What you have to do: Report each line of the records below that contains the word "tight".

Material provided:
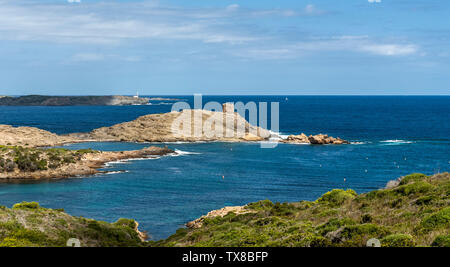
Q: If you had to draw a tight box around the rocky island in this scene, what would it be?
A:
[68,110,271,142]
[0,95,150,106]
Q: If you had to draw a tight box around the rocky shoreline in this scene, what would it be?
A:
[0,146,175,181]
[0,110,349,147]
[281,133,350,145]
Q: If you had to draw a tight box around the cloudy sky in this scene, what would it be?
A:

* * *

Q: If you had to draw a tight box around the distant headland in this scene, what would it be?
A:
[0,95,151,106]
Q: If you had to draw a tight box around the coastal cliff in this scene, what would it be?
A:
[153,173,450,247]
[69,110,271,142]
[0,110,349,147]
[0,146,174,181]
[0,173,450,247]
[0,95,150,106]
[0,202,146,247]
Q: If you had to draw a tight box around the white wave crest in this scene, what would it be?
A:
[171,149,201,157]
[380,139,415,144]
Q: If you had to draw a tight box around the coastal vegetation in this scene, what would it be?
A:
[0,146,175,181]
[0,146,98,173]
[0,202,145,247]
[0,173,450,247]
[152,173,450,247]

Answer for the task:
Q: If you had to draw a tight box around the rocky island in this scene, what would it be?
Q: If you had to draw a tight box around the rocky shoreline in this scene, what would it be?
Q: If you had to draw a tight box around the cloudy sky in this scene, what would it be?
Q: If you had to draw a tight box around the distant headland in this scene, what would it be?
Q: If you had to draw a tight box around the coastal cliff in this scene, what would it be?
Q: If you had to draw a tight box around the white wave crest in this scene, what would it be?
Q: If you had to draw a tight box around the coastal vegetation in this scene, what would it be?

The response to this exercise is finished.